EXTRACTED INFORMATION ->
=-=-=-=-=
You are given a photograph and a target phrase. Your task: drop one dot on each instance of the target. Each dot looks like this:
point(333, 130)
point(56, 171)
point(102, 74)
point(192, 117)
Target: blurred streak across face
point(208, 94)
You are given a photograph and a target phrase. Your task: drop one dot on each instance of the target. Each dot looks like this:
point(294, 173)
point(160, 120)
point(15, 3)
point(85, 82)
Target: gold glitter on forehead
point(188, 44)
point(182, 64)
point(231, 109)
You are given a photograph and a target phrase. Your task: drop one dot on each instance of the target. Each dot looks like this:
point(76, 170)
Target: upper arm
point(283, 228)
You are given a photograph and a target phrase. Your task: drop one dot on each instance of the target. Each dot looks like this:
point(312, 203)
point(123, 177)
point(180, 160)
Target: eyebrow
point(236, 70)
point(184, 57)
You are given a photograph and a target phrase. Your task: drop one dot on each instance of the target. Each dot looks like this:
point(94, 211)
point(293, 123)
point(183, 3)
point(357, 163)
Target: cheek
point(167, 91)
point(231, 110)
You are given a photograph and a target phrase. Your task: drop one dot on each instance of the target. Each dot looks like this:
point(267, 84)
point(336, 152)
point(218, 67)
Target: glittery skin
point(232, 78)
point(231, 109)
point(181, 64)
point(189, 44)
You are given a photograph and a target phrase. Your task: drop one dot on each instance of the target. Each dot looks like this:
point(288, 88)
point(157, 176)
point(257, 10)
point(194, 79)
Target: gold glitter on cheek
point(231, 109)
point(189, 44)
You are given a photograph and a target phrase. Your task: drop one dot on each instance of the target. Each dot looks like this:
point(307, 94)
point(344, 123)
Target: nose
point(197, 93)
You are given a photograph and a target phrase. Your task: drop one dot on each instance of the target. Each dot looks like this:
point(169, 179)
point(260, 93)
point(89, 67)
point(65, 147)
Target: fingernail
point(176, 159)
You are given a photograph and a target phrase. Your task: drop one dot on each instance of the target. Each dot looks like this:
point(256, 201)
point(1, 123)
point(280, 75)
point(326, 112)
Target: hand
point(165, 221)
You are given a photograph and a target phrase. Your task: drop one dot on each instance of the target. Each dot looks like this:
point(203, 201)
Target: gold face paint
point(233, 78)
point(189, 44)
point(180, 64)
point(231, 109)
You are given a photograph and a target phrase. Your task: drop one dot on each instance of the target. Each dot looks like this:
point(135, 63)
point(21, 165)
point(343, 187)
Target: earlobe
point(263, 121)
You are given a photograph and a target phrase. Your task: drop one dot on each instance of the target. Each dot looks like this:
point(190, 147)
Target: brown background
=-=-=-=-=
TASK STATEMENT -> From the listing above, reproduce all the lines exactly.

RESPONSE TO THE TASK ->
You are given a photograph and a target phrase. Your task: drop one dot on each instance of the target. Each dot looks like this:
point(333, 130)
point(56, 171)
point(102, 74)
point(192, 117)
Target: blurred streak across face
point(208, 94)
You are given a photograph and a target phrase. Your task: drop one dot on each instance of the target. Each dot looks like this:
point(294, 173)
point(160, 120)
point(15, 3)
point(85, 82)
Target: gold glitter on forehead
point(188, 44)
point(182, 64)
point(231, 109)
You are given a photograph and a target phrase. Your task: drop one dot on each instance of the target. Each dot looks like this:
point(76, 170)
Target: upper arm
point(283, 228)
You are given a photograph and a target phrase. Your task: drop one dot on each instance of the target. Each dot looks like this:
point(312, 203)
point(123, 177)
point(180, 160)
Target: eyebrow
point(236, 70)
point(184, 57)
You are given a photograph and a target phrase. Your task: drop one dot on each instance of the target. Each dot looks like this:
point(94, 211)
point(293, 123)
point(183, 3)
point(357, 163)
Target: cheek
point(167, 91)
point(231, 110)
You are given a photograph and a target phrase. Your task: drop one dot on each instance of the target. Each dot looks like this:
point(267, 84)
point(336, 152)
point(218, 67)
Target: glittery skin
point(232, 78)
point(231, 109)
point(181, 64)
point(189, 44)
You are given a photograph and a target phrase. Your task: drop one dot on each instance of the target. Each dot looks like this:
point(288, 88)
point(157, 176)
point(257, 10)
point(194, 79)
Target: gold glitter on cheek
point(231, 109)
point(189, 44)
You are given a photograph and a target phrase. Your task: drop one dot on each instance of the target. Each dot looks like this:
point(307, 94)
point(344, 123)
Target: nose
point(197, 93)
You are given a photograph and a target phrase. Your task: drop one dot on each instance of the target. Each dot looks like this:
point(169, 179)
point(260, 93)
point(89, 67)
point(65, 147)
Target: fingernail
point(176, 159)
You are given a photograph and a target phrase. Your task: drop one dot on each instance of the target. Each dot looks like this:
point(256, 201)
point(1, 123)
point(280, 75)
point(326, 112)
Target: hand
point(165, 221)
You are given a photograph and a target phrase. Your task: drop one dot on each instance of the target. Each dot looks like this:
point(203, 201)
Target: gold face paint
point(233, 78)
point(189, 44)
point(180, 64)
point(231, 109)
You are given a photograph and a target phrase. Your task: drop one dot on each instance of the target. Each dot looks like this:
point(135, 63)
point(21, 165)
point(343, 187)
Target: earlobe
point(263, 121)
You are given a photograph and a target phrase. Your task: drop one dot on each instance of the target. Each dot looks like this:
point(190, 147)
Target: brown background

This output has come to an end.